_Cel zadania 1_: Kto według fragmentu o rękopisach Moniuszki odnalazł operę „Szwajcarska chata”?
_Cel zadania 2_: Wymień wszystkie miasta, w których według fragmentu o rękopisach Moniuszki szukano źródeł do wileńskiej wersji „Halki”.
_Cel zadania 3_: Streść krócej akapit fragmentu o rękopisach Moniuszki zaczynający się od słów „Wiele rękopisów dzieł Moniuszki”, zachowując jego główne fakty.

_Wybrany fragment_:
————————

Wiele rękopisów dzieł Moniuszki uważa się jednak za zaginione. Przykładem jest wileńska wersja "Halki". Partytura tego utworu jest niedostępna i pomimo starań nie udało jej się odszukać do dziś. - Próby znalezienia jakichkolwiek źródeł np. w Wilnie czy Mińsku, a nawet Moskwie, spełzły na niczym. Nie udało się odnaleźć żadnych materiałów rękopiśmiennych wskazujących na to, że mamy do czynienia z dziełem, które mogło być tą pierwszą "Halką" wileńską - podkreślał Maciej Prochaska.
Istnieje też wiele dzieł, które dopiero niedawno zostały odnalezione i można też przypuszczać, że wśród zachowanych rękopisów jest jeszcze wiele utworów nieznanych. - Przykładem takiego dzieła była odnaleziona przez dr Grzegorza Zieziulę opera "Szwajcarska chata", o której nikt nie wiedział, że istnieje - opowiadał muzykolog.

————————

Wpisy z obrysami regionów
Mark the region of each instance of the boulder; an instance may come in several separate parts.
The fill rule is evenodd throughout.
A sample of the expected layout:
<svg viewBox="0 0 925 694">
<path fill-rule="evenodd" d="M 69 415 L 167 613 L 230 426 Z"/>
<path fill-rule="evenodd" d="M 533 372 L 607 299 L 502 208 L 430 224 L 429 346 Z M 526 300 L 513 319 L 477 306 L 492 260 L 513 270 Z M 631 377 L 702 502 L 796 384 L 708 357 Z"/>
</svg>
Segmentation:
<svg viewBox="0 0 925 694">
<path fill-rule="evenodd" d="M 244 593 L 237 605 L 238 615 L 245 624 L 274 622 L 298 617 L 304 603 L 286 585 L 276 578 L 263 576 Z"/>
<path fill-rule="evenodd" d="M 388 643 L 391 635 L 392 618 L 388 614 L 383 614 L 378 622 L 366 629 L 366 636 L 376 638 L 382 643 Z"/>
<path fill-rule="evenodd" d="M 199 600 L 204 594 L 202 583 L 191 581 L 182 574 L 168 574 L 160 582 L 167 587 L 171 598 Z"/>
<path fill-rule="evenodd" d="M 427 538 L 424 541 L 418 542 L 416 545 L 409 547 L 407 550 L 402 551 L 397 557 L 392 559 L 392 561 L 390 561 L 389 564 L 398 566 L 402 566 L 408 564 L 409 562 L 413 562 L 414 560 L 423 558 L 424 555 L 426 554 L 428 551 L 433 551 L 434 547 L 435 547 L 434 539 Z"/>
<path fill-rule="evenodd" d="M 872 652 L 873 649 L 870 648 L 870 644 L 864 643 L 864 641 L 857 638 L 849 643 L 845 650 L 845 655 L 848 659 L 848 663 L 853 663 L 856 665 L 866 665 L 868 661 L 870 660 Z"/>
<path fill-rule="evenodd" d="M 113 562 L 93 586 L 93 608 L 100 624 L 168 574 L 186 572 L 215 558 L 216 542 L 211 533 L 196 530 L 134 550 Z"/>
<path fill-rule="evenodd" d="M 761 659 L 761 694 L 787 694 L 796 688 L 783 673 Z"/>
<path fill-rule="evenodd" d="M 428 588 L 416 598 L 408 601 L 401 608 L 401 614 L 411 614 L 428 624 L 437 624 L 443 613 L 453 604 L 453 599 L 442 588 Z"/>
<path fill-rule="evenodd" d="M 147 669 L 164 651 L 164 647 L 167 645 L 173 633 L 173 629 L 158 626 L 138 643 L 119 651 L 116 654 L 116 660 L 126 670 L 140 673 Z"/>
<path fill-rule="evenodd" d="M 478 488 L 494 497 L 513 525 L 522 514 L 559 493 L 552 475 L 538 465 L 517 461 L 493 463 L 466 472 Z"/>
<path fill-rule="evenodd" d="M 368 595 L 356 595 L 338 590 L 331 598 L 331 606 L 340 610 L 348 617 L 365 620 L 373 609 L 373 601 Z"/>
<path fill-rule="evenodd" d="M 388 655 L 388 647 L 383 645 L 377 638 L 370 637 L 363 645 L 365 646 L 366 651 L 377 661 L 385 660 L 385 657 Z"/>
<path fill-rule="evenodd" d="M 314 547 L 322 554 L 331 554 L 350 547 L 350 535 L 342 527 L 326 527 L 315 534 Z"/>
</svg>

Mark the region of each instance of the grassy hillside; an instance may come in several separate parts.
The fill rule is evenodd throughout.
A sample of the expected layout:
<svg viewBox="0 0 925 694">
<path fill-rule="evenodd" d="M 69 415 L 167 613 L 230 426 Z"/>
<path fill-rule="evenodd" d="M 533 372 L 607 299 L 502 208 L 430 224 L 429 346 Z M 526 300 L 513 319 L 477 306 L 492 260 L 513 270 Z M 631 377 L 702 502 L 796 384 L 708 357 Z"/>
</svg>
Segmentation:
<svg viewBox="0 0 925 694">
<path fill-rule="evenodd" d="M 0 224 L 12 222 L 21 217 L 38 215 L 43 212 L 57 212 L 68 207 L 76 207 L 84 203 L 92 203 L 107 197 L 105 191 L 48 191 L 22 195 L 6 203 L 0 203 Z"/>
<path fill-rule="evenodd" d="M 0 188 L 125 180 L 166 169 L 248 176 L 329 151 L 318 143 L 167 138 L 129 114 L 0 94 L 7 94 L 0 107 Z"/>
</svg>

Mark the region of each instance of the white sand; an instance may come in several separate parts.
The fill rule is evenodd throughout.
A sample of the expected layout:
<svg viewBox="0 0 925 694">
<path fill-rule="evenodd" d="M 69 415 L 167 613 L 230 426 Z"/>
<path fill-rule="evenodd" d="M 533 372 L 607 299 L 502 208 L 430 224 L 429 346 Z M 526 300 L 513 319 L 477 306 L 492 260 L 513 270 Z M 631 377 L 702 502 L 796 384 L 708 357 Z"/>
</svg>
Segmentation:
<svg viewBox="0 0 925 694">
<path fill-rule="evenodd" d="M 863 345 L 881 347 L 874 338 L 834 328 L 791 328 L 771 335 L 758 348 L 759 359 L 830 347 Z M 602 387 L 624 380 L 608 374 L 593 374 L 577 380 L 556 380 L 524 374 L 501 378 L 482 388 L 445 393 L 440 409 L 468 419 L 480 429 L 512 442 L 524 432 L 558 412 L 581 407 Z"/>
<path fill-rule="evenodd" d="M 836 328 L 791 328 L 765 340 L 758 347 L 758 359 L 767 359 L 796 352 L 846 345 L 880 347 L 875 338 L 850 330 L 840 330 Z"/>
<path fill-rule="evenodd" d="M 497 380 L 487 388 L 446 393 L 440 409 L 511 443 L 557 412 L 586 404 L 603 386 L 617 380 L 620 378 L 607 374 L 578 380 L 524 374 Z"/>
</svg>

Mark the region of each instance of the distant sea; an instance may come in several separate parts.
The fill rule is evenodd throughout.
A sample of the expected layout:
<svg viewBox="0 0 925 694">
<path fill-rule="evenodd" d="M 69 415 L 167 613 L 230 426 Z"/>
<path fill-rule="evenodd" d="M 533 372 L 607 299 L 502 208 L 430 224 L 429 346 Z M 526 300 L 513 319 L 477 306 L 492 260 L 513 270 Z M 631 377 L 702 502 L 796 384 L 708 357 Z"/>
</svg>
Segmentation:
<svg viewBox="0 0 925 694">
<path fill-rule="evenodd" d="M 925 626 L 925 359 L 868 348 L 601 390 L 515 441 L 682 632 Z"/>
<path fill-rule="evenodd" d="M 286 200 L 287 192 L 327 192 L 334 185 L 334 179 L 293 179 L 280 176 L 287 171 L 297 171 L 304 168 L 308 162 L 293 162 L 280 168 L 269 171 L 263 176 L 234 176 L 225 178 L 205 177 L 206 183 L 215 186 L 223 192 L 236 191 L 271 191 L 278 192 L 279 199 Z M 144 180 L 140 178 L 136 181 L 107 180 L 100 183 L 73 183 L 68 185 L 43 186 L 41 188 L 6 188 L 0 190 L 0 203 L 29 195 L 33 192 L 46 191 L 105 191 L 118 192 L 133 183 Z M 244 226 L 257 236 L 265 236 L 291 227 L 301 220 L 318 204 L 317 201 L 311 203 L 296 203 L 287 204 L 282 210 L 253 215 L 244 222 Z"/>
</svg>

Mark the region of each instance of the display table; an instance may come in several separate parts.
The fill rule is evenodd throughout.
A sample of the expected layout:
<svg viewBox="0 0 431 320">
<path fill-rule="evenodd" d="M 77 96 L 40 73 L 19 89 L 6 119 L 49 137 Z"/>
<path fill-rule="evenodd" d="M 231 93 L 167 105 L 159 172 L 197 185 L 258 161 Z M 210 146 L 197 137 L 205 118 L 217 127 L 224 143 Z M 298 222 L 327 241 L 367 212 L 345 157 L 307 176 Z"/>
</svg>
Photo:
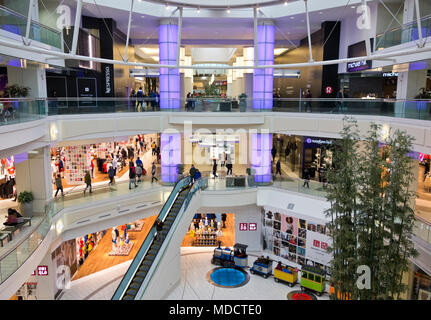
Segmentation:
<svg viewBox="0 0 431 320">
<path fill-rule="evenodd" d="M 132 251 L 133 241 L 122 246 L 117 246 L 114 250 L 108 253 L 109 256 L 128 256 L 130 251 Z"/>
</svg>

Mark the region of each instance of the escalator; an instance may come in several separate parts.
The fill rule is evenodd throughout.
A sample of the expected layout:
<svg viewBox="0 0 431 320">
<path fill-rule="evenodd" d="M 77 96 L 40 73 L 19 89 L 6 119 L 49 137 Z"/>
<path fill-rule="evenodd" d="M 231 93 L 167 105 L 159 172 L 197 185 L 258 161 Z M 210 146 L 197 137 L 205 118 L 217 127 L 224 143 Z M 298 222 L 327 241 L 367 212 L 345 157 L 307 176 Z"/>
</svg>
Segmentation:
<svg viewBox="0 0 431 320">
<path fill-rule="evenodd" d="M 113 300 L 134 300 L 136 298 L 136 295 L 141 288 L 145 277 L 150 271 L 150 268 L 156 259 L 172 224 L 175 222 L 191 187 L 192 185 L 189 177 L 183 178 L 177 182 L 158 216 L 158 219 L 163 221 L 162 230 L 157 232 L 155 226 L 151 228 L 147 238 L 139 249 L 136 257 L 127 270 L 126 275 L 112 297 Z"/>
</svg>

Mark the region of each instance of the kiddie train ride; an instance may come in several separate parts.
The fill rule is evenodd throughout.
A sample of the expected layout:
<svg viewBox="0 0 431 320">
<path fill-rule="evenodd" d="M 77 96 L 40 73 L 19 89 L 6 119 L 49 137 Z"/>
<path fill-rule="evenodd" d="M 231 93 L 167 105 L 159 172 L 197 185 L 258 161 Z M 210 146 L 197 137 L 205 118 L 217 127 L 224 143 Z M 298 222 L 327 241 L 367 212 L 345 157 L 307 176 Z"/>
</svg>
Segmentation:
<svg viewBox="0 0 431 320">
<path fill-rule="evenodd" d="M 231 248 L 222 248 L 221 241 L 218 247 L 214 249 L 211 263 L 225 268 L 246 268 L 248 265 L 247 245 L 235 243 L 233 250 Z"/>
</svg>

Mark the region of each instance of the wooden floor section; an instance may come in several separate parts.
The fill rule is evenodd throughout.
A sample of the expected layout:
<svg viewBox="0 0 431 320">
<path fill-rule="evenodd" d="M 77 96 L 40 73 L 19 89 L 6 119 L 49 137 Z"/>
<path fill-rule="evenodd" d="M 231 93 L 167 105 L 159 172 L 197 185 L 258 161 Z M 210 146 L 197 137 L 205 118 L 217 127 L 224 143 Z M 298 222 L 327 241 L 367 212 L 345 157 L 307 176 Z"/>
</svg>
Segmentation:
<svg viewBox="0 0 431 320">
<path fill-rule="evenodd" d="M 223 235 L 220 237 L 221 245 L 223 247 L 233 247 L 233 245 L 235 244 L 235 214 L 226 214 L 226 228 L 222 228 L 222 231 Z M 192 246 L 193 238 L 188 233 L 186 233 L 183 242 L 181 243 L 181 247 Z"/>
<path fill-rule="evenodd" d="M 157 219 L 157 214 L 149 218 L 143 219 L 145 221 L 144 227 L 140 232 L 129 232 L 129 239 L 133 241 L 132 251 L 128 256 L 109 256 L 108 253 L 112 249 L 111 231 L 108 229 L 105 236 L 100 240 L 97 247 L 88 255 L 78 272 L 74 275 L 72 280 L 76 280 L 92 273 L 113 267 L 117 264 L 123 263 L 127 260 L 133 259 L 142 243 L 144 242 L 151 226 Z M 120 231 L 121 232 L 121 231 Z M 121 232 L 122 233 L 122 232 Z"/>
</svg>

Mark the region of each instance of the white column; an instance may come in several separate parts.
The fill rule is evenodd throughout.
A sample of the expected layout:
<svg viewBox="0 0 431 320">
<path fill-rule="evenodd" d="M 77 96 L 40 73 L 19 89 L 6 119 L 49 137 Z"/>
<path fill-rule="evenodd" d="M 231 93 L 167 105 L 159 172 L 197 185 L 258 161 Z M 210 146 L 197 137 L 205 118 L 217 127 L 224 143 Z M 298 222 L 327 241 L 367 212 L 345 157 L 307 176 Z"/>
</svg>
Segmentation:
<svg viewBox="0 0 431 320">
<path fill-rule="evenodd" d="M 34 213 L 43 213 L 53 189 L 49 147 L 30 151 L 28 160 L 17 163 L 15 169 L 17 194 L 31 191 Z"/>
<path fill-rule="evenodd" d="M 28 65 L 25 68 L 7 67 L 9 84 L 29 87 L 29 98 L 46 98 L 46 73 L 42 65 Z"/>
</svg>

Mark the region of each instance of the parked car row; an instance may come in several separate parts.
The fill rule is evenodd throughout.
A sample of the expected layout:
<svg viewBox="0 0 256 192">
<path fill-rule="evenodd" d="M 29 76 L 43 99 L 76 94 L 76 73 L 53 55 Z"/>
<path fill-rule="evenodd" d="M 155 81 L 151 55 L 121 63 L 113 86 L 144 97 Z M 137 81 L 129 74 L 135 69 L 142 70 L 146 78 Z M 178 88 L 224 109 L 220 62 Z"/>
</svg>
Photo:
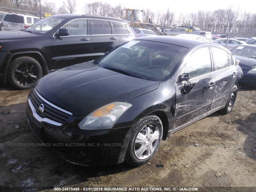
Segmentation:
<svg viewBox="0 0 256 192">
<path fill-rule="evenodd" d="M 36 24 L 1 32 L 0 82 L 32 88 L 42 76 L 98 58 L 136 36 L 127 22 L 104 17 L 55 15 Z"/>
<path fill-rule="evenodd" d="M 186 27 L 184 26 L 180 26 L 175 27 L 173 29 L 168 31 L 166 31 L 164 33 L 168 36 L 174 36 L 179 34 L 194 34 L 201 35 L 210 39 L 212 38 L 212 33 L 208 31 L 204 31 L 197 27 L 190 26 Z"/>
</svg>

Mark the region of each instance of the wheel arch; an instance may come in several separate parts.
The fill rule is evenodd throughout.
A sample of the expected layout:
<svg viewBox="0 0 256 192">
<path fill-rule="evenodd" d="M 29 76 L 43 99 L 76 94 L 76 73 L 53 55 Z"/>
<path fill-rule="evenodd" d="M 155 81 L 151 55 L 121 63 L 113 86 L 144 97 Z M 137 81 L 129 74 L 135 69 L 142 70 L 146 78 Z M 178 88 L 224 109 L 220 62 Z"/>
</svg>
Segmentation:
<svg viewBox="0 0 256 192">
<path fill-rule="evenodd" d="M 24 52 L 18 52 L 12 54 L 8 60 L 8 62 L 5 68 L 5 74 L 6 80 L 8 71 L 10 70 L 9 67 L 11 62 L 17 58 L 23 57 L 29 57 L 33 58 L 36 60 L 40 64 L 43 70 L 43 75 L 48 74 L 48 67 L 46 62 L 42 54 L 38 51 L 29 51 Z"/>
<path fill-rule="evenodd" d="M 147 116 L 154 115 L 157 116 L 161 120 L 163 125 L 163 137 L 162 140 L 165 140 L 168 139 L 168 131 L 169 130 L 170 123 L 168 117 L 166 113 L 162 110 L 156 111 L 149 114 Z"/>
</svg>

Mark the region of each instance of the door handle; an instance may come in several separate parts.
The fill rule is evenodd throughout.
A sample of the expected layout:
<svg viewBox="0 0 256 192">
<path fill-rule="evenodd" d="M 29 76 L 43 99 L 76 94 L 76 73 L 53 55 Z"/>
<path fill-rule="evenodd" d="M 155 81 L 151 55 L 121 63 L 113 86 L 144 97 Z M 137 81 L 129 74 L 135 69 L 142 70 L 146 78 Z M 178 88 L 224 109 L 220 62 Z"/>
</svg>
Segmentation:
<svg viewBox="0 0 256 192">
<path fill-rule="evenodd" d="M 215 85 L 215 83 L 214 83 L 211 82 L 211 83 L 210 84 L 210 85 L 209 85 L 208 86 L 208 87 L 209 87 L 210 88 L 211 88 L 214 85 Z"/>
<path fill-rule="evenodd" d="M 235 78 L 236 77 L 236 75 L 237 74 L 237 73 L 236 73 L 236 72 L 234 72 L 233 73 L 233 74 L 232 74 L 232 76 L 233 76 L 233 77 Z"/>
</svg>

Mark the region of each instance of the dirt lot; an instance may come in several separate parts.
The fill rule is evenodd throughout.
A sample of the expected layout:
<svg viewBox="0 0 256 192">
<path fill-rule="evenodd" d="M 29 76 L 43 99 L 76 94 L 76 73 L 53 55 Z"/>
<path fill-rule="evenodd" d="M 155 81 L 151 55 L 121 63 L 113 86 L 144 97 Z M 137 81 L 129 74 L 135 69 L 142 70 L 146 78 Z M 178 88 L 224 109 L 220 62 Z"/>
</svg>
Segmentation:
<svg viewBox="0 0 256 192">
<path fill-rule="evenodd" d="M 256 187 L 255 89 L 242 89 L 230 114 L 214 113 L 174 134 L 149 163 L 136 168 L 125 163 L 81 167 L 46 147 L 24 146 L 39 142 L 25 114 L 30 91 L 0 86 L 0 186 L 34 187 L 2 191 L 74 186 Z"/>
</svg>

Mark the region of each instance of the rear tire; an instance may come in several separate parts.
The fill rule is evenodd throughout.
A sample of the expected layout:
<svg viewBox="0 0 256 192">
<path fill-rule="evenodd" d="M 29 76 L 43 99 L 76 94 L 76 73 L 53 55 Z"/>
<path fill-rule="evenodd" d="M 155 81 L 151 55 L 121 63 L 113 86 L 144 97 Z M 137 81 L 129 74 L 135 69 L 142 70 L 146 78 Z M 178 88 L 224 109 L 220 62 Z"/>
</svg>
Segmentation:
<svg viewBox="0 0 256 192">
<path fill-rule="evenodd" d="M 39 63 L 33 58 L 17 58 L 10 65 L 8 76 L 10 82 L 19 89 L 32 88 L 42 75 Z"/>
<path fill-rule="evenodd" d="M 155 155 L 163 136 L 163 125 L 155 116 L 143 118 L 136 126 L 126 152 L 125 161 L 139 166 Z"/>
<path fill-rule="evenodd" d="M 237 96 L 237 87 L 236 85 L 235 85 L 233 87 L 232 91 L 229 94 L 225 107 L 220 110 L 220 112 L 225 114 L 230 112 L 232 109 L 233 109 L 235 104 L 235 102 L 236 102 L 236 96 Z"/>
</svg>

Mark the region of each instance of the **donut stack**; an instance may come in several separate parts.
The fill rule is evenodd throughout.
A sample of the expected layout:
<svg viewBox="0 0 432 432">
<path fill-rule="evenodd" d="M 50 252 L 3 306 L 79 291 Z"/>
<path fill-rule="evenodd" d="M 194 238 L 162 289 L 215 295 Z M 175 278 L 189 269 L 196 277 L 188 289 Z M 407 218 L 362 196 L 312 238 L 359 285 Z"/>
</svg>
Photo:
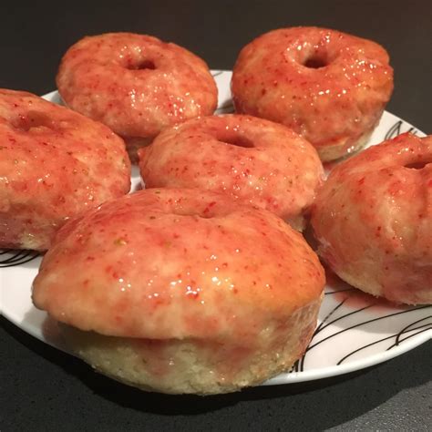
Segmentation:
<svg viewBox="0 0 432 432">
<path fill-rule="evenodd" d="M 431 301 L 430 139 L 365 150 L 324 182 L 322 161 L 361 149 L 391 96 L 377 44 L 316 27 L 263 35 L 235 64 L 233 115 L 211 115 L 217 88 L 201 58 L 142 35 L 77 42 L 57 86 L 76 112 L 0 94 L 11 142 L 0 242 L 49 248 L 33 301 L 101 373 L 207 395 L 289 370 L 324 285 L 299 232 L 311 213 L 318 253 L 340 277 Z M 146 186 L 131 194 L 126 150 Z M 15 159 L 38 167 L 31 188 Z"/>
</svg>

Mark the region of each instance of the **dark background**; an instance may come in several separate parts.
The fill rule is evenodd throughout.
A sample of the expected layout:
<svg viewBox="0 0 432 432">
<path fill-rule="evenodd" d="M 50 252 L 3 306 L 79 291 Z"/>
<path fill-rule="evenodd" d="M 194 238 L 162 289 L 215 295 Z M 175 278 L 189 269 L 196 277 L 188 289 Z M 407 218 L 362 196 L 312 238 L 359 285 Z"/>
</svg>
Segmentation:
<svg viewBox="0 0 432 432">
<path fill-rule="evenodd" d="M 0 87 L 36 94 L 55 88 L 61 56 L 85 35 L 154 35 L 212 68 L 229 69 L 241 47 L 265 31 L 336 28 L 387 49 L 395 68 L 387 109 L 430 133 L 428 0 L 2 2 L 0 16 Z M 318 382 L 165 396 L 99 376 L 0 318 L 0 430 L 430 430 L 431 348 L 429 342 L 384 365 Z"/>
</svg>

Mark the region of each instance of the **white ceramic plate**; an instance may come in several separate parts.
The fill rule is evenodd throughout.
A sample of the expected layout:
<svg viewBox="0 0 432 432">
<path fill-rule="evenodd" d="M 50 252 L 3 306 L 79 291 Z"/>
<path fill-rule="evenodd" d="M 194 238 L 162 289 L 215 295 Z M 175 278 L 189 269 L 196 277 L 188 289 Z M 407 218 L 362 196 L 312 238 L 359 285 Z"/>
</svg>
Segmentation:
<svg viewBox="0 0 432 432">
<path fill-rule="evenodd" d="M 232 112 L 231 72 L 213 71 L 219 87 L 219 113 Z M 45 97 L 61 103 L 57 92 Z M 424 134 L 399 118 L 385 112 L 369 144 L 399 133 Z M 132 173 L 132 189 L 139 182 Z M 66 351 L 55 323 L 31 303 L 31 285 L 41 258 L 28 251 L 0 251 L 1 312 L 11 322 L 41 341 Z M 395 306 L 328 278 L 315 331 L 305 355 L 293 371 L 266 385 L 324 378 L 362 369 L 413 349 L 432 338 L 432 306 Z"/>
</svg>

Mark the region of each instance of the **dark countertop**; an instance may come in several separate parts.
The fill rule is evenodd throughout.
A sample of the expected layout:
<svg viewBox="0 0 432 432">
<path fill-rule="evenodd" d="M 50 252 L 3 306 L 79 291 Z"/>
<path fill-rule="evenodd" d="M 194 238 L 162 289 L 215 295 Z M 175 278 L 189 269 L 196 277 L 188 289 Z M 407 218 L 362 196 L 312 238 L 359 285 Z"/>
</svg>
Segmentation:
<svg viewBox="0 0 432 432">
<path fill-rule="evenodd" d="M 132 31 L 184 46 L 212 68 L 273 28 L 316 25 L 388 50 L 387 110 L 430 133 L 430 2 L 306 0 L 2 5 L 0 87 L 44 94 L 64 51 L 87 34 Z M 1 283 L 1 280 L 0 280 Z M 0 299 L 1 300 L 1 299 Z M 430 430 L 432 343 L 334 378 L 212 397 L 147 394 L 94 374 L 0 318 L 0 430 Z"/>
</svg>

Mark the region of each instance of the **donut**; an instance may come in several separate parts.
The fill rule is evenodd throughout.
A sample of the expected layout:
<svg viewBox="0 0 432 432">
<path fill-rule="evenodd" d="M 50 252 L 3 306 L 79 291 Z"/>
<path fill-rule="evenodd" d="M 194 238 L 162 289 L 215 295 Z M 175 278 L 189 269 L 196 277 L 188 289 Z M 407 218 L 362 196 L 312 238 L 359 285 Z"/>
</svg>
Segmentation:
<svg viewBox="0 0 432 432">
<path fill-rule="evenodd" d="M 205 395 L 288 370 L 312 337 L 324 284 L 316 254 L 273 213 L 216 192 L 153 189 L 66 224 L 33 301 L 98 371 Z"/>
<path fill-rule="evenodd" d="M 403 134 L 337 166 L 318 194 L 318 253 L 375 296 L 432 303 L 432 136 Z"/>
<path fill-rule="evenodd" d="M 392 94 L 393 69 L 370 40 L 283 28 L 242 49 L 231 89 L 237 112 L 288 126 L 329 161 L 366 143 Z"/>
<path fill-rule="evenodd" d="M 47 249 L 69 219 L 130 189 L 125 144 L 106 126 L 0 89 L 0 248 Z"/>
<path fill-rule="evenodd" d="M 189 120 L 166 129 L 139 154 L 148 188 L 224 192 L 299 230 L 324 178 L 311 144 L 283 125 L 250 116 Z"/>
<path fill-rule="evenodd" d="M 131 159 L 167 126 L 216 108 L 207 65 L 175 44 L 133 33 L 84 37 L 65 54 L 58 91 L 72 109 L 126 141 Z"/>
</svg>

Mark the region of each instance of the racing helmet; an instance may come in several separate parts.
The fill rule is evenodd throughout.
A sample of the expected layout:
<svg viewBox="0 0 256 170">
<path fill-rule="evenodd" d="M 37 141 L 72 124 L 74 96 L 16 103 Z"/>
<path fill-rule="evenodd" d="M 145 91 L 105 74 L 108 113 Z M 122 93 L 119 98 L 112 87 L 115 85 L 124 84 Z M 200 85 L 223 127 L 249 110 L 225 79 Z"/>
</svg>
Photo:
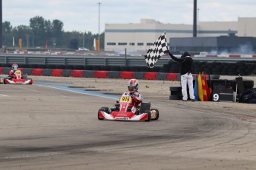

————————

_Poprawna odpowiedź 1_: Operę „Szwajcarska chata” odnalazł dr Grzegorz Zieziula.

_Poprawna odpowiedź 2_: Wilno, Mińsk, Moskwa

_Poprawna odpowiedź 3_: Wiele rękopisów dzieł Moniuszki uważa się za zaginione, np. partyturę wileńskiej wersji „Halki”, której mimo starań nie odnaleziono do dziś. Maciej Prochaska podkreślał, że poszukiwania źródeł w Wilnie, Mińsku, a nawet w Moskwie nie przyniosły rezultatu. Nie znaleziono żadnych materiałów rękopiśmiennych wskazujących, że chodzi o pierwszą, wileńską „Halkę”.